■ Exercise details
Update the records from the line with "Where can you see the concrete" up to and including the line with "column 433, row 119". Write out only those lines again with "black glove" changed to "dark glove" and everything else left as it is.

*** Supplied records

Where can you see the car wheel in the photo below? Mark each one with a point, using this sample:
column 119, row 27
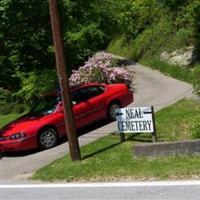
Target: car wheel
column 48, row 138
column 112, row 111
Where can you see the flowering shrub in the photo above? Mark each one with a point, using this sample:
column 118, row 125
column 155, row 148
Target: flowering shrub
column 102, row 68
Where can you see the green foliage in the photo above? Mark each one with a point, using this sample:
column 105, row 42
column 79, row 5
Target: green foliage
column 26, row 41
column 120, row 45
column 196, row 81
column 14, row 107
column 107, row 159
column 36, row 83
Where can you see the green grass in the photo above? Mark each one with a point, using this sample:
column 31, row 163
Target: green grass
column 180, row 73
column 107, row 159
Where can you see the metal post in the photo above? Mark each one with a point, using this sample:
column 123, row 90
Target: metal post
column 63, row 81
column 154, row 134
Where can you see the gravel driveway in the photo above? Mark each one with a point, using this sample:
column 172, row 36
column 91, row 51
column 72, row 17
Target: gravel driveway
column 153, row 89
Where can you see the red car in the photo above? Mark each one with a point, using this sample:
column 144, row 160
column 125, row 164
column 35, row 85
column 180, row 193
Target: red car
column 44, row 124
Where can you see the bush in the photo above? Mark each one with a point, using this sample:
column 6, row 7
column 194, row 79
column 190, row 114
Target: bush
column 36, row 84
column 7, row 108
column 102, row 68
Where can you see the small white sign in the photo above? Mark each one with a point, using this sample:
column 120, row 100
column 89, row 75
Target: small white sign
column 135, row 120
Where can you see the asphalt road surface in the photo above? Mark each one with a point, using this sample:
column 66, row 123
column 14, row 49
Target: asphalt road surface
column 102, row 191
column 153, row 89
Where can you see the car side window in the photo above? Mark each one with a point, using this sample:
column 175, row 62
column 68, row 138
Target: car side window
column 95, row 91
column 86, row 93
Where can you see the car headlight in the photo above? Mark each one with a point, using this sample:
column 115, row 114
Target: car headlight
column 17, row 136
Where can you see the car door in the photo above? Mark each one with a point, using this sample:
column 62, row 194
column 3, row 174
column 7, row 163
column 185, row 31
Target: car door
column 81, row 107
column 97, row 102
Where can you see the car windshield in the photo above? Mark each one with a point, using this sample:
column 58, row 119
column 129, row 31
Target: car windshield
column 45, row 105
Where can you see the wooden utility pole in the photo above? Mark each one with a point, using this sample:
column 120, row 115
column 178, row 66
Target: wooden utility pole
column 63, row 81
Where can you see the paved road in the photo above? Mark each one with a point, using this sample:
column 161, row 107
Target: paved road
column 153, row 89
column 102, row 191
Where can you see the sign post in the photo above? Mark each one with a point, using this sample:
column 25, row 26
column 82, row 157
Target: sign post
column 136, row 120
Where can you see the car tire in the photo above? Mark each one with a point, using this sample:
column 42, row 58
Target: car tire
column 111, row 111
column 47, row 138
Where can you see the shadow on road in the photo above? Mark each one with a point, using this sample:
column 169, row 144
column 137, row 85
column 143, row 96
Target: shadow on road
column 101, row 150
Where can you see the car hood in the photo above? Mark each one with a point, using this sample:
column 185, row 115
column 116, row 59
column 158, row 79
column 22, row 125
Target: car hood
column 22, row 124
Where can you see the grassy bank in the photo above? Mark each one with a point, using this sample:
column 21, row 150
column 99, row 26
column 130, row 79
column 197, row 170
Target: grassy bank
column 107, row 159
column 177, row 72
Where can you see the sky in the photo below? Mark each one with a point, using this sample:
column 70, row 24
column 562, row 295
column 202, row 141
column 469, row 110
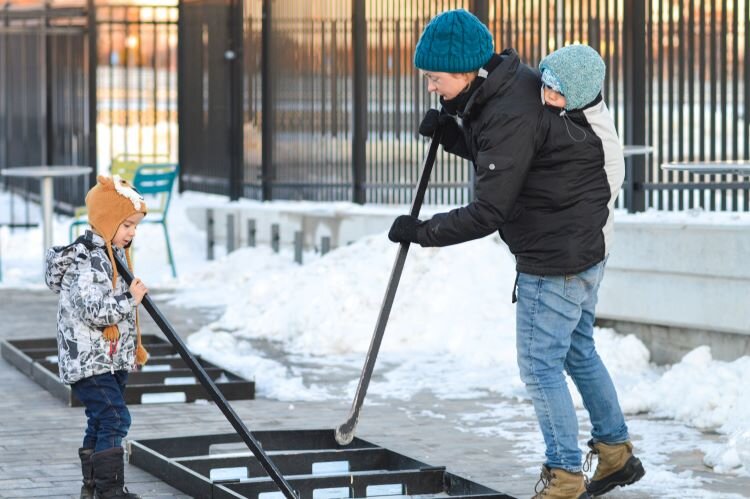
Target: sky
column 285, row 325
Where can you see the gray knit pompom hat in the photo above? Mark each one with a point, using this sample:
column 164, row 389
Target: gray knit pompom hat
column 576, row 71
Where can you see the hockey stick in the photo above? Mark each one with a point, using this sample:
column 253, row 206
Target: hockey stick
column 210, row 387
column 345, row 431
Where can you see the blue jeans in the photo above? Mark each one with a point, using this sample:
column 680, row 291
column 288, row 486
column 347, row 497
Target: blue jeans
column 103, row 396
column 554, row 332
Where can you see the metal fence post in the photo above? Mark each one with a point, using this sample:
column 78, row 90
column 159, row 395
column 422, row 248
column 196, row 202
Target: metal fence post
column 230, row 233
column 298, row 246
column 267, row 99
column 275, row 238
column 481, row 9
column 359, row 119
column 634, row 26
column 233, row 56
column 251, row 233
column 210, row 234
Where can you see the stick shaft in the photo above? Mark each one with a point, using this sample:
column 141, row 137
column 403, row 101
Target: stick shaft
column 345, row 432
column 210, row 386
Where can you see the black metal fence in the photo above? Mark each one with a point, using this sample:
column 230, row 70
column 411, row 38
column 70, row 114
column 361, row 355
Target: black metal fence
column 676, row 80
column 45, row 96
column 280, row 99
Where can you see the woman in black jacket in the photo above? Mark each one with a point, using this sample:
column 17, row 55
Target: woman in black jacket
column 546, row 179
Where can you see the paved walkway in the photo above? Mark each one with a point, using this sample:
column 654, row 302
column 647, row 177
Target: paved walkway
column 39, row 435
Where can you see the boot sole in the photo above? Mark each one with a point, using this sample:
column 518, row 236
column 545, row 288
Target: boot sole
column 628, row 475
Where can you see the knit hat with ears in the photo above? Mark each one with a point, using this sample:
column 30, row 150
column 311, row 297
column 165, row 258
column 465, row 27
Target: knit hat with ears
column 109, row 203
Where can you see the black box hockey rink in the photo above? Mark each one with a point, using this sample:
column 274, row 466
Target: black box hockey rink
column 314, row 464
column 164, row 378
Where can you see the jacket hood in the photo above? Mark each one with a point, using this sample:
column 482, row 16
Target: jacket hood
column 498, row 80
column 59, row 258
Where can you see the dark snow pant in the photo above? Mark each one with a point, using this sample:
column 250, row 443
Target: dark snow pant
column 103, row 396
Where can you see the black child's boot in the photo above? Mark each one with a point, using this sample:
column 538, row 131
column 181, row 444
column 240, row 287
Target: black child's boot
column 109, row 475
column 87, row 470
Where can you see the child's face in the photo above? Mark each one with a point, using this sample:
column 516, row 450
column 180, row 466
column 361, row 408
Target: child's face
column 552, row 98
column 447, row 85
column 126, row 230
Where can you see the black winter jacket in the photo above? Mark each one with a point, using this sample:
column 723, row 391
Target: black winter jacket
column 541, row 179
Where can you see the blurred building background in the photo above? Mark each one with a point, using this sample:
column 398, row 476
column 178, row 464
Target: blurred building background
column 319, row 100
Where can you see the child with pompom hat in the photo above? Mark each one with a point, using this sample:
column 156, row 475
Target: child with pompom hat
column 98, row 336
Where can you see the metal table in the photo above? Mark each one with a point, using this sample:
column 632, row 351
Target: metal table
column 741, row 168
column 636, row 150
column 46, row 174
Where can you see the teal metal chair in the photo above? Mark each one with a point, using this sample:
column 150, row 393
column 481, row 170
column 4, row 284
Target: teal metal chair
column 156, row 182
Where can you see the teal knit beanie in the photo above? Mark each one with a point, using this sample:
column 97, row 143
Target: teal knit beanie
column 576, row 71
column 454, row 41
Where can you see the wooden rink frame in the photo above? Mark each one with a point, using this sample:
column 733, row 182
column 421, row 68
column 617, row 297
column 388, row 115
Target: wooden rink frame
column 165, row 378
column 313, row 463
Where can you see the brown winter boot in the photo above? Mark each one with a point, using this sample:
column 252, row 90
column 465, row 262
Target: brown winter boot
column 560, row 484
column 616, row 466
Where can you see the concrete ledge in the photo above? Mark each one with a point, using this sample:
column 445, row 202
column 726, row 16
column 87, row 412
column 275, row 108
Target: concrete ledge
column 668, row 344
column 679, row 276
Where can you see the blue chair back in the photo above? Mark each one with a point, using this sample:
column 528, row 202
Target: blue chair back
column 156, row 180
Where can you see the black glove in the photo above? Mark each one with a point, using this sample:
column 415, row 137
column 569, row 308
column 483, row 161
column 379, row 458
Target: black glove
column 404, row 229
column 433, row 119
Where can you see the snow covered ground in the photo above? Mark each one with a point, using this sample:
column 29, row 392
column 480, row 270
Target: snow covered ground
column 301, row 332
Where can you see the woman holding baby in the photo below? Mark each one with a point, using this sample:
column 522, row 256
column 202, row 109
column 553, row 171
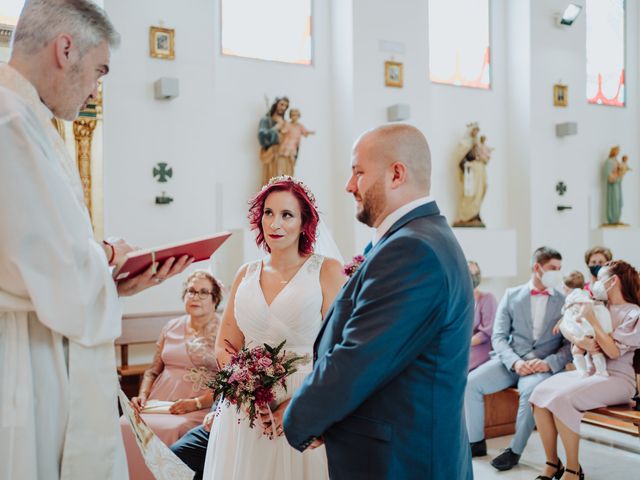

******

■ Task answer
Where can you see the concrete ledge in the photo above? Mark each one with a point, using this sample:
column 445, row 202
column 726, row 16
column 87, row 412
column 275, row 108
Target: concrete ledge
column 668, row 344
column 679, row 276
Where can you see the blue chair back in the photo above? Mark each one with a point, using this sample:
column 528, row 202
Target: blue chair back
column 156, row 180
Where can you see the dark glove in the photo above? Mark each one with a point, using this sample:
column 415, row 137
column 569, row 308
column 483, row 161
column 379, row 458
Target: dark glove
column 404, row 229
column 433, row 119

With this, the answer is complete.